--- Information supplied Enclosed Below ---
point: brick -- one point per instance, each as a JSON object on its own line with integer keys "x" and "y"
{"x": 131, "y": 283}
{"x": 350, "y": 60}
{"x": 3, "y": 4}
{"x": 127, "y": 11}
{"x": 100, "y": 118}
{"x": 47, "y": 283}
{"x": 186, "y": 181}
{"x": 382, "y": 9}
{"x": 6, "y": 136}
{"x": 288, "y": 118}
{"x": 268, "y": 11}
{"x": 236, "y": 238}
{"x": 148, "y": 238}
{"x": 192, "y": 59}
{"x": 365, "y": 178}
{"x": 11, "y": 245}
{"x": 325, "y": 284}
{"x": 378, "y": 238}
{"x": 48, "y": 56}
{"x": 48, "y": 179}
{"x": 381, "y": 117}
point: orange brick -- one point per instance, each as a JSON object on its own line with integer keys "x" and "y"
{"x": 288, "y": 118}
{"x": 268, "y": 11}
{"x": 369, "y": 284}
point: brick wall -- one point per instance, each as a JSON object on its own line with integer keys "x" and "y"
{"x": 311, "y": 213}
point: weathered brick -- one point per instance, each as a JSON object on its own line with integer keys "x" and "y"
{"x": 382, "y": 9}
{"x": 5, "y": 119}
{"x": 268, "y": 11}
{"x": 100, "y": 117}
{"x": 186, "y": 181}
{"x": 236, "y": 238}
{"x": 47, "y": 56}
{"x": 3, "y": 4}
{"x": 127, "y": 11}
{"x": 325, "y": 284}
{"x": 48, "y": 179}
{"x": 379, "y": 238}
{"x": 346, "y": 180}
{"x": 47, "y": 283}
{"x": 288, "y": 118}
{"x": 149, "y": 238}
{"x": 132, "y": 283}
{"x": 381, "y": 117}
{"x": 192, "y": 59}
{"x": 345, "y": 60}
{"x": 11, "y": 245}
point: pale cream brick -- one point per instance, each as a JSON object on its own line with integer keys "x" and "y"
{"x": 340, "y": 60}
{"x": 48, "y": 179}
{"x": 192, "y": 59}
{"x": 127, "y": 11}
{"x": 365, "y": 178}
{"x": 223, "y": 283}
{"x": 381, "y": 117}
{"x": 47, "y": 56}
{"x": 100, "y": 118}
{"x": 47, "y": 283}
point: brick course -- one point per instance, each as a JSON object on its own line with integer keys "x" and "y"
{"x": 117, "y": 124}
--- End of Enclosed Information supplied ---
▶ Required work
Return the material above unaltered. Include every line.

▶ Answer to this task
point: brick -- one point per instance, each as a JSON object on its own line with integer keys "x" and "y"
{"x": 131, "y": 283}
{"x": 350, "y": 60}
{"x": 3, "y": 4}
{"x": 127, "y": 11}
{"x": 100, "y": 118}
{"x": 47, "y": 283}
{"x": 186, "y": 181}
{"x": 382, "y": 9}
{"x": 6, "y": 136}
{"x": 288, "y": 118}
{"x": 268, "y": 11}
{"x": 236, "y": 238}
{"x": 148, "y": 238}
{"x": 192, "y": 59}
{"x": 365, "y": 178}
{"x": 11, "y": 245}
{"x": 325, "y": 284}
{"x": 378, "y": 238}
{"x": 48, "y": 56}
{"x": 48, "y": 179}
{"x": 381, "y": 117}
point: orange brick -- one point per instance, each as a JSON object on its own line with integer keys "x" and "y"
{"x": 288, "y": 118}
{"x": 268, "y": 11}
{"x": 369, "y": 284}
point: brick wall -- one point per instance, each as a JSON object on its own line with integer keys "x" and "y"
{"x": 311, "y": 213}
point: weathered brick -- one point per instance, each as a JSON object on its own line with integer keys "x" and "y"
{"x": 382, "y": 9}
{"x": 5, "y": 119}
{"x": 268, "y": 11}
{"x": 100, "y": 117}
{"x": 186, "y": 181}
{"x": 236, "y": 238}
{"x": 47, "y": 56}
{"x": 3, "y": 4}
{"x": 127, "y": 11}
{"x": 325, "y": 284}
{"x": 48, "y": 179}
{"x": 379, "y": 238}
{"x": 346, "y": 180}
{"x": 47, "y": 283}
{"x": 288, "y": 118}
{"x": 149, "y": 238}
{"x": 132, "y": 283}
{"x": 381, "y": 117}
{"x": 192, "y": 59}
{"x": 345, "y": 60}
{"x": 11, "y": 245}
point: pale cream brick -- one point per instance, each as a JSON object on its own line with integer keys "x" and "y"
{"x": 340, "y": 60}
{"x": 48, "y": 179}
{"x": 192, "y": 59}
{"x": 127, "y": 11}
{"x": 365, "y": 178}
{"x": 223, "y": 283}
{"x": 381, "y": 117}
{"x": 47, "y": 56}
{"x": 100, "y": 118}
{"x": 47, "y": 283}
point: brick course -- one point per instance, each as a JSON object on its own line with integer keys "x" and "y"
{"x": 117, "y": 124}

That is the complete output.